**PROVIDED PASSAGE:**

>>

Performative Nuance

The hirschfeld institute is not simple

There’s a certain school of trans history, let’s call it the history in pictures school, that would have you believe a simple narrative about the Hirschfeld institute(or “Institut für Sexualwissenschaft” to give it it’s proper title. It goes something like this:

Once upon a time, there was a liberal, accepting place called the Weimar republic. Within it, a group of glamorous trans women and handsome trans men lived, all supported by the friendly Magnus Hirschfeld. He was a doctor and he cared about these people, and made deals with the local police so that they could live their lives with special identification papers. Magnus, with his institute, helped pioneer the treatment of trans people, learning about HRT and The Surgery.

One day, the nazis came to power, and they hated Magnus, because he was jewish and helped queer people, and so they burnt all his books. He was forced to flee the country, along with his patients, some of whom tragically died. The story either ends here, or there’s a line about how he helped inspire and advise Harry Benjamin, who wrote the standards of trans health that are still used today.

And, none of the facts of that are false. The values attached to them, however, are questionable. And a few facts are left off.

The bits left out

Let’s start with: Magnus Hirschfeld was a eugenicist. He believed in eugenics. Pioneered certain segments of its thought on queer people, one could argue.

He believed that he could make his country and “population” stronger by including LGBT people(and by “fixing” the trans people, to make them nice and normal). He believed in denying disabled people the rights to reproduce, and positioned people of color as the enemies to LGBT existance.

Now, it’s true: “everyone” at the time was a eugenicist. Which is to say, not black people, or queer people, or women. But all the white guys who history gives features to, they believed in shaping the population to be “better”. All the straight white guys thinking like that resulted in the holocaust, the Bengal famines, and the mass sterilization of puerto rico, to name but three. So, no, that doesn’t make his opinions OK- it makes him complicit.

Continuing: His efforts to make trans people visible to the state probably didn’t help us in the long run. There’s lots of disagreement about whether, when the SS raided the institute and burnt the library they also looted his records of the queer and trans people of Germany.

<<

**REQUIRED ACTION:**
In the post about the Hirschfeld institute, what is the institute's proper title? The material is separate from the post about the Hirschfeld institute.

**EXTRACTED MATERIAL:**
>>

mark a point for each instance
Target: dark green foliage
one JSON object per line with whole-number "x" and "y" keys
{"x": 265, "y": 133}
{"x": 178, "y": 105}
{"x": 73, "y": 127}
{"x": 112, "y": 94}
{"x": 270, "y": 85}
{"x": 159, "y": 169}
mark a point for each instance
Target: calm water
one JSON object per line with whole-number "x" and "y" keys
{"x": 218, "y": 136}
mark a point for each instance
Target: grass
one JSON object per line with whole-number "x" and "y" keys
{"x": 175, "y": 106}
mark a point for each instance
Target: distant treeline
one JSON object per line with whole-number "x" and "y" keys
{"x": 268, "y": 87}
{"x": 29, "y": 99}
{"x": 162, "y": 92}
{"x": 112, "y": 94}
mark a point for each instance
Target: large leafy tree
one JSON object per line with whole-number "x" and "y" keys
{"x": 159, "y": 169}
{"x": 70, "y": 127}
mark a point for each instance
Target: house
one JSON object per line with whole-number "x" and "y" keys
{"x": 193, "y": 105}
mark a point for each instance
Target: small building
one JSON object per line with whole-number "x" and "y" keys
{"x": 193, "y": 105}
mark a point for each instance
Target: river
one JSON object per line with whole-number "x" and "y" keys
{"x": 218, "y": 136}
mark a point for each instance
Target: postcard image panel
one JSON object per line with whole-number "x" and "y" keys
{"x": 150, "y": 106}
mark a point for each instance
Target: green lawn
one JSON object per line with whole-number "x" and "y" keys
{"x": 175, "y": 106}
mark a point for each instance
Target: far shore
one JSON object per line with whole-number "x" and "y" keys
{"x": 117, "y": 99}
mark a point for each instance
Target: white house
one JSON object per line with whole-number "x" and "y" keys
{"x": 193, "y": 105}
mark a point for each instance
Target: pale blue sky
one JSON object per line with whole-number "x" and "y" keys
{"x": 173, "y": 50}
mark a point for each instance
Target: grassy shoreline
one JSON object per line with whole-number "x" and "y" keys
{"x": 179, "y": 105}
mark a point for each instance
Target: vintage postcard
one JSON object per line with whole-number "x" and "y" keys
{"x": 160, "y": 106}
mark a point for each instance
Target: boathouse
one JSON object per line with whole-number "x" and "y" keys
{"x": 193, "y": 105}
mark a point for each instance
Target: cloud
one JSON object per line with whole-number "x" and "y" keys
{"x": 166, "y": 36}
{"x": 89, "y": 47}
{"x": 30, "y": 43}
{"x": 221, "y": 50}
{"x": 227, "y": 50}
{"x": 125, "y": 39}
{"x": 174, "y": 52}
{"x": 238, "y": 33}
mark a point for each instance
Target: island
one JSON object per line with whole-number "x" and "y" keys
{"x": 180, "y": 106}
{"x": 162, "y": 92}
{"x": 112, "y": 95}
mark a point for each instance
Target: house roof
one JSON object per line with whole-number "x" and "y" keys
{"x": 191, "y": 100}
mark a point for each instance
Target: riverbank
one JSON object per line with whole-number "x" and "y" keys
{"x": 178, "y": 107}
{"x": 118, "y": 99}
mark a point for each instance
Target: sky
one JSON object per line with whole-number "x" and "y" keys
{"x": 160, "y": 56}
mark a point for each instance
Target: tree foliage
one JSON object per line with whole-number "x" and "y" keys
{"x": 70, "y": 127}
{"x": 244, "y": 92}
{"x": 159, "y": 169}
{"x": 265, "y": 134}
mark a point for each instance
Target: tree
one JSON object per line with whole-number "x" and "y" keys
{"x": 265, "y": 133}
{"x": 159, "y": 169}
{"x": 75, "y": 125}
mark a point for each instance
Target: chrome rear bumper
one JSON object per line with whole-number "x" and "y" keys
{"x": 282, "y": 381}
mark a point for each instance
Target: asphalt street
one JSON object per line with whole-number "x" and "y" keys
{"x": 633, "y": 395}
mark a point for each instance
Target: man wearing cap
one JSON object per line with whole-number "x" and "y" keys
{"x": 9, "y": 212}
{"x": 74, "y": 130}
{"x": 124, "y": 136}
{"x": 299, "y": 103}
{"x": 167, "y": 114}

<<

**REPLY TO THE EXERCISE:**
Institut für Sexualwissenschaft